Dans les deux cas, l’idée est d’arriver par l’imposition d’un champ externe suffisamment fort à réaligner l’orientation des unités de base dans la direction de ce champ et ce, à l’endroit ou à l’envers.
Cette image est très différente de celle des grumeaux : dans un cas on écrase ou on explose, dans l’autre on réaligne en forçant chaque entité à se repositionner en pour ou contre une force externe supérieure clivante. Rien de tout cela n’est, néanmoins, très démocratique…
Remettre de l’ordre
J’en arrive à trois pistes :
Le mixer, c’est la guerre : une stratégie historique, validée à maintes reprises et parfaitement efficace quand une société va mal, ça remet de la cohésion sociale, un sens des priorités et en plus ça relance l’industrie (NDLR : humour désespéré, évidemment). Envoyer se battre ensemble en Ukraine les militants gauchistes parisiens, les féministes radicales, les islamistes et les porte flingue du RN avec pour faire bonne mesure quelques ultralibéraux de bonne famille, les imaginer ramper dans la neige et la gadoue contre les Russes et les Nord-Coréens, ça peut faire envie… Ils y retrouveraient un vrai amour de la démocratie libérale et sociale qu’ils détestent tant et qui leur permet néanmoins aujourd’hui de ne pas vivre si mal que ça. Sauf qu’évidemment, dans la réalité, la guerre reste la dernière option et j’espère profondément qu’on n’aura pas besoin de s’y engager.
L’écrabouillage sur un tamis, c’est la justice : je suis assez convaincu qu’il serait pertinent de mobiliser une petite équipe efficace de surveillance et rétablissement des valeurs républicaines sur les réseaux sociaux en attaquant rapidement et systématiquement dans le cadre de la loi du 29 juillet 1881 pour lutter contre les fake news (art. 27), les injures (art. 29 et 33), et la provocation aux crimes, délits, discrimination, haine ou violence (art. 23 et 24), et en apportant un canal rapide d’actions en soutien à tous ceux qui s’estiment victimes de diffamation (art. 29 et 32).
Enfin, le réalignement des spins, il nous est offert aujourd’hui par les invraisemblables politiques menées par Donald Trump et Elon Musk : il se pose une vraie question de civilisation et de valeurs qui impacte frontalement tout ce qui a été construit depuis 1945 en Europe et dont nous sommes collectivement, à la fois les bénéficiaires privilégiés et les héritiers responsables. Se coucher ou résister, s’adapter mais en préservant quel socle, voilà des questions clés pour notre avenir qui peuvent créer un champ de polarisation écrasant forçant chacun à sortir de ses petites questions nombrilo-existentielles et à se reposer la question de ce qu’est notre société française et européenne en 2025.

* Données fournies:

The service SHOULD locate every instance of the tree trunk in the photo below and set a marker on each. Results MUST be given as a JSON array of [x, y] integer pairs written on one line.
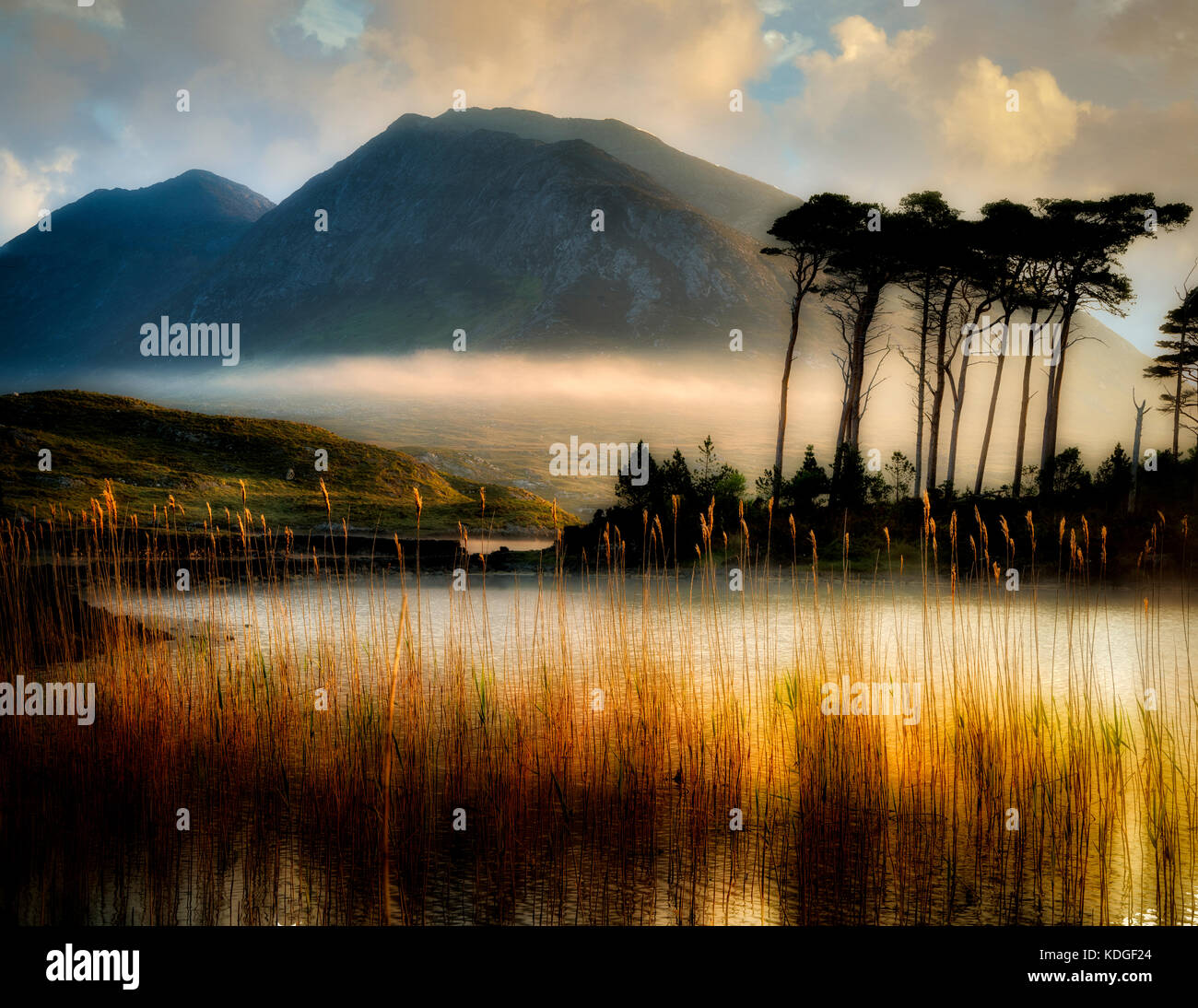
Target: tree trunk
[[1017, 481], [781, 404], [1177, 394], [1052, 408], [1134, 452], [957, 407], [993, 404], [934, 427], [922, 389]]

* Consigne à suivre: Résumez en deux phrases le texte sur les pistes pour remettre de l'ordre. Les lignes n'ont aucun rôle dans ce travail.

* Réponse ci-dessous: Le texte avance trois pistes pour remettre de l'ordre : la guerre, évoquée avec un humour désespéré et présentée comme la dernière option, puis la justice, confiée à une petite équipe qui attaquerait rapidement sur les réseaux sociaux les fake news, les injures et la provocation à la haine dans le cadre de la loi du 29 juillet 1881. La troisième piste est le réalignement offert par les politiques de Donald Trump et d'Elon Musk, qui posent une vraie question de civilisation et de valeurs susceptible de forcer chacun à se redemander ce qu'est la société française et européenne en 2025.